STATED PROBLEM.
Count the lines in the records below that contain the string "uniform", treating uppercase and lowercase as different, and reply with the number alone.

Items listed in a dataset.
## begin
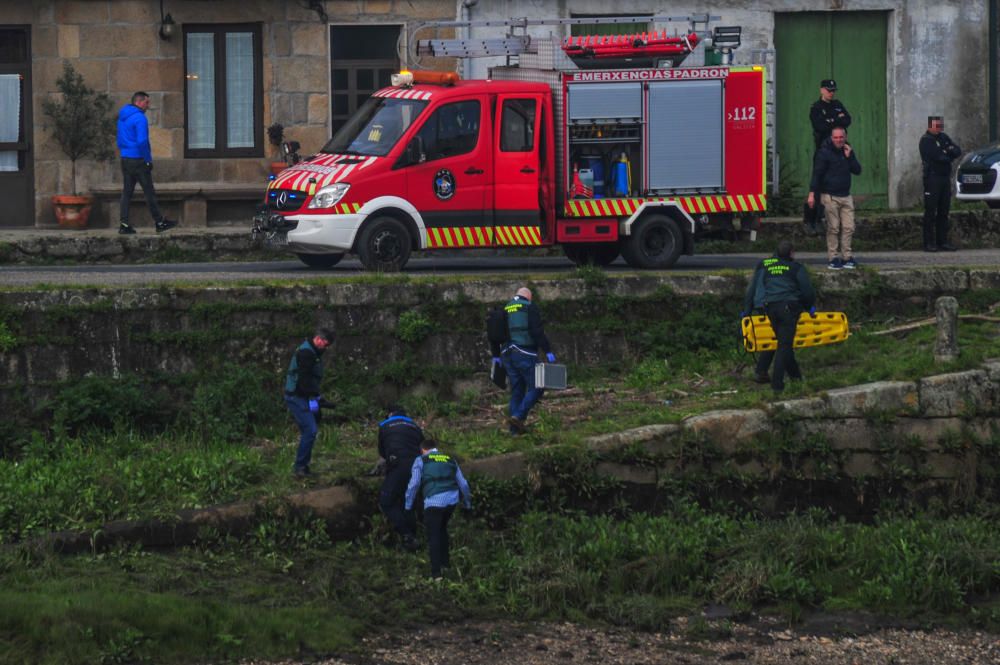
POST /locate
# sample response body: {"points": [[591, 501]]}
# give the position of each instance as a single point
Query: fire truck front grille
{"points": [[986, 178], [285, 200]]}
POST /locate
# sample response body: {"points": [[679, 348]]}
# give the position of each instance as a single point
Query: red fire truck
{"points": [[599, 149]]}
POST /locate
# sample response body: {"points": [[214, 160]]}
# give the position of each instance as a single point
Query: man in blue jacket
{"points": [[440, 480], [833, 167], [137, 163]]}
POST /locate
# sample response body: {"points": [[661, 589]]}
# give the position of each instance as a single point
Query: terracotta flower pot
{"points": [[72, 212]]}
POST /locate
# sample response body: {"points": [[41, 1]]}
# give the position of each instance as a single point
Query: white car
{"points": [[976, 179]]}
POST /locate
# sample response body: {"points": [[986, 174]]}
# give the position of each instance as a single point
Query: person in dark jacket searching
{"points": [[440, 480], [302, 396], [937, 152], [787, 292], [521, 353], [399, 439], [833, 167]]}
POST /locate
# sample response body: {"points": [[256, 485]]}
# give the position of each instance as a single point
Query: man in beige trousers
{"points": [[833, 167]]}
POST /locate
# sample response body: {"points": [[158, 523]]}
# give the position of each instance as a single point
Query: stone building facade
{"points": [[317, 59], [896, 61], [117, 46]]}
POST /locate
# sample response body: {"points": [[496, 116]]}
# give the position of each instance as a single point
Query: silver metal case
{"points": [[550, 376]]}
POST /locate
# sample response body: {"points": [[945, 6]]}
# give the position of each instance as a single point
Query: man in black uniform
{"points": [[399, 440], [827, 113], [937, 151], [302, 381], [787, 293], [527, 344]]}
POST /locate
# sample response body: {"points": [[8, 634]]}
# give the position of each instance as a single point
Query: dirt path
{"points": [[764, 641]]}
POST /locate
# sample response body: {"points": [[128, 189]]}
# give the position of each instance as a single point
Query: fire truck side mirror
{"points": [[415, 151]]}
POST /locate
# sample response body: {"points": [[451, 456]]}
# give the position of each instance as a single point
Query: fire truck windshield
{"points": [[376, 127]]}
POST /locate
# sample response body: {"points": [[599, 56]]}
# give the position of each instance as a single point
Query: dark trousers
{"points": [[784, 316], [304, 418], [135, 171], [937, 204], [436, 523], [392, 497], [520, 368], [764, 359]]}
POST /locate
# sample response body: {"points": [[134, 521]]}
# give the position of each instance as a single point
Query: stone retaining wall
{"points": [[970, 229], [62, 334], [933, 439]]}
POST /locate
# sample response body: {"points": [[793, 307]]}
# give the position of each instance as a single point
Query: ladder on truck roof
{"points": [[518, 41]]}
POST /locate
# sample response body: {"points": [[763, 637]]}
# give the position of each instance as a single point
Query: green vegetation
{"points": [[578, 547], [285, 591]]}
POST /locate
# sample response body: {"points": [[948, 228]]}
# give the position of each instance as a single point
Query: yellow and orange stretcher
{"points": [[824, 328]]}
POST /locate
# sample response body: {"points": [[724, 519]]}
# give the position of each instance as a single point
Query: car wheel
{"points": [[655, 243], [320, 260], [384, 245], [593, 254]]}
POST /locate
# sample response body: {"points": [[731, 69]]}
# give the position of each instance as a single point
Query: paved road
{"points": [[134, 275]]}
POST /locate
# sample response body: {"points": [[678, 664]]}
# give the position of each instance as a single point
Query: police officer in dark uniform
{"points": [[440, 480], [826, 113], [399, 440], [302, 397], [787, 293], [519, 356], [937, 151]]}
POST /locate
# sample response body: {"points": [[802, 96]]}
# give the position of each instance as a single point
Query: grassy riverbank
{"points": [[112, 454], [285, 591]]}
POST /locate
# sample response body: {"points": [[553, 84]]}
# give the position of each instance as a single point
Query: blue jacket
{"points": [[133, 134]]}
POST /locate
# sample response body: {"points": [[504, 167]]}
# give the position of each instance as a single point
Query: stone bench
{"points": [[188, 202]]}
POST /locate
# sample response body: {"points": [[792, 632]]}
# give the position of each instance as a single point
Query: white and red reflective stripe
{"points": [[690, 204], [403, 93]]}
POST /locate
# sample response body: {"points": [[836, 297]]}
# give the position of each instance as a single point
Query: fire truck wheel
{"points": [[593, 254], [384, 245], [320, 260], [655, 243]]}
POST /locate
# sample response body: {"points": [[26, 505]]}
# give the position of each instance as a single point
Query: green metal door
{"points": [[851, 48]]}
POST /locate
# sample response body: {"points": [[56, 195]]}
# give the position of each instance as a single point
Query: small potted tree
{"points": [[276, 135], [83, 125]]}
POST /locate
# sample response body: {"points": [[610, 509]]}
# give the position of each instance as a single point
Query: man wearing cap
{"points": [[937, 152], [827, 113], [399, 439], [302, 397], [520, 354]]}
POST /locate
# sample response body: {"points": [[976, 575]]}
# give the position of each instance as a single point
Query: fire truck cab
{"points": [[628, 161], [422, 167]]}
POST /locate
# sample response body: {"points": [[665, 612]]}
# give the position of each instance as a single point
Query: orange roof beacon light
{"points": [[405, 79]]}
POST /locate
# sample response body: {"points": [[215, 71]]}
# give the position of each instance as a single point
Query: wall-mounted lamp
{"points": [[167, 25]]}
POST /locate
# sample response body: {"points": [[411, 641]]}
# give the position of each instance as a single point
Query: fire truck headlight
{"points": [[328, 196]]}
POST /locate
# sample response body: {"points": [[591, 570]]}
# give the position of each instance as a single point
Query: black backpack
{"points": [[497, 331]]}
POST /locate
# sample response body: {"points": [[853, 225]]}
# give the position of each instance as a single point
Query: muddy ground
{"points": [[829, 640]]}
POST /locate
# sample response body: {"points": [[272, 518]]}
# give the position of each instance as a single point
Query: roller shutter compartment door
{"points": [[685, 142]]}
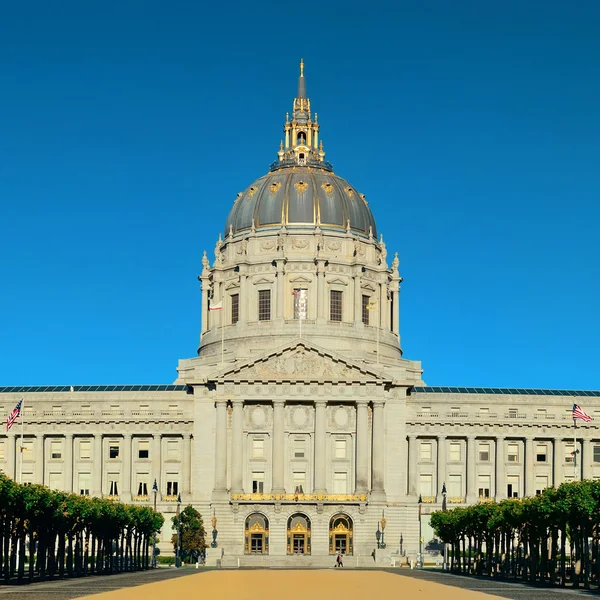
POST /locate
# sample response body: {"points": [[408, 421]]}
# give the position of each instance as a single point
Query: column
{"points": [[157, 462], [236, 446], [557, 459], [126, 465], [587, 457], [412, 465], [320, 446], [471, 472], [69, 462], [441, 464], [362, 446], [500, 487], [185, 483], [11, 454], [378, 449], [221, 447], [529, 467], [97, 463]]}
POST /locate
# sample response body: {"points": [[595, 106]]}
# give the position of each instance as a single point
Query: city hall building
{"points": [[299, 425]]}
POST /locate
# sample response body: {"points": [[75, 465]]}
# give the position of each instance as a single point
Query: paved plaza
{"points": [[271, 584]]}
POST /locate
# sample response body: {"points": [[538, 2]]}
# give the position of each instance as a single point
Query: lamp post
{"points": [[420, 555], [155, 491], [178, 551], [445, 563]]}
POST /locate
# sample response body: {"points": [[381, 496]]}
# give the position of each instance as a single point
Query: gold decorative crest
{"points": [[301, 186], [274, 187], [328, 187]]}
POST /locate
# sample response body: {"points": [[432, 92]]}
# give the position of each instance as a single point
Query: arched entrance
{"points": [[298, 534], [256, 534], [341, 535]]}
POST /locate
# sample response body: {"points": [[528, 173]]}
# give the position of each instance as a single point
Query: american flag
{"points": [[14, 415], [579, 414]]}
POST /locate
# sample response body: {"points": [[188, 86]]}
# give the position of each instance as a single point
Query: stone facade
{"points": [[299, 425]]}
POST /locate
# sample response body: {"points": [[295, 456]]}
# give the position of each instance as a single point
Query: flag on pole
{"points": [[580, 414], [14, 415]]}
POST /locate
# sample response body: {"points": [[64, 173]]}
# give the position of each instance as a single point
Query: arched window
{"points": [[256, 534], [298, 534], [341, 534]]}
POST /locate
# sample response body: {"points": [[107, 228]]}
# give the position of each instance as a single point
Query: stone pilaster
{"points": [[320, 446], [378, 492], [221, 447], [362, 447], [236, 446]]}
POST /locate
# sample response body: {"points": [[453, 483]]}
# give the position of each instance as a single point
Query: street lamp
{"points": [[178, 551], [420, 555], [155, 491]]}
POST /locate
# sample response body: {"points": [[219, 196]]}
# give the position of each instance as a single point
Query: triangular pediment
{"points": [[301, 361]]}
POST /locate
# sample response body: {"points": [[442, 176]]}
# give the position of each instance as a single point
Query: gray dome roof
{"points": [[301, 197]]}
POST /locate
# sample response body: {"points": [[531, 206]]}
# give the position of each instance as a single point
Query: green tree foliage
{"points": [[552, 538], [64, 534], [193, 540]]}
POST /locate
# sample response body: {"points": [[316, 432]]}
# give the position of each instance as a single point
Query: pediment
{"points": [[301, 361]]}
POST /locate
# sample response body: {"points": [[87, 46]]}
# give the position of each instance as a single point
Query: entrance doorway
{"points": [[298, 534], [340, 535]]}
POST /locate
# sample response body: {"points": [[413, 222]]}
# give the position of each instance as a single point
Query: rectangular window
{"points": [[258, 448], [455, 451], [335, 305], [569, 452], [340, 483], [300, 304], [85, 449], [484, 453], [258, 482], [299, 481], [172, 449], [235, 308], [113, 484], [541, 453], [85, 483], [264, 305], [340, 449], [512, 486], [454, 486], [541, 483], [484, 484], [299, 448], [365, 310], [426, 485], [426, 452], [143, 448], [55, 449]]}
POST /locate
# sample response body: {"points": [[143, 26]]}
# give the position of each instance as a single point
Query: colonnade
{"points": [[363, 443]]}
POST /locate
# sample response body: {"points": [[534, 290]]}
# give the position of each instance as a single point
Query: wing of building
{"points": [[299, 426]]}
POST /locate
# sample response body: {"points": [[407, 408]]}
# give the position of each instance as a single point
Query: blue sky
{"points": [[126, 130]]}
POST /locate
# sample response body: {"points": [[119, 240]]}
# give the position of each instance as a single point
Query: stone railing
{"points": [[299, 497]]}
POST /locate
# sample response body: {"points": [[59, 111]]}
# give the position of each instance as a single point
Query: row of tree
{"points": [[47, 534], [550, 538]]}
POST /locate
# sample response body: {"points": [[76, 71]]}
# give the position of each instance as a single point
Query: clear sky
{"points": [[127, 128]]}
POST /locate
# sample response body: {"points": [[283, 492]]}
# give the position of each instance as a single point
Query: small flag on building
{"points": [[580, 414], [14, 415]]}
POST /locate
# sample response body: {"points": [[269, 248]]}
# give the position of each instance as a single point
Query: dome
{"points": [[301, 198]]}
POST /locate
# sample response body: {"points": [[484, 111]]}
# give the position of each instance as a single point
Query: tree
{"points": [[193, 540]]}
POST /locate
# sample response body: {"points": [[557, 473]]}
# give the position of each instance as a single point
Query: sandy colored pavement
{"points": [[275, 585]]}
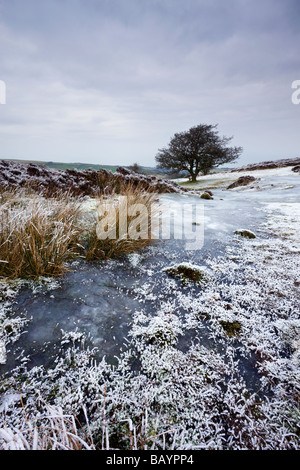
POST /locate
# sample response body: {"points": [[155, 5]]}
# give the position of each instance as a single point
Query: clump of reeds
{"points": [[132, 206], [37, 235]]}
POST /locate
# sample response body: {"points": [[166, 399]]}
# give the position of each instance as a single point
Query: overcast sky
{"points": [[111, 81]]}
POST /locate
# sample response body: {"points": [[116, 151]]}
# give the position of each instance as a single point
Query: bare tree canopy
{"points": [[197, 150]]}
## end
THE RESULT.
2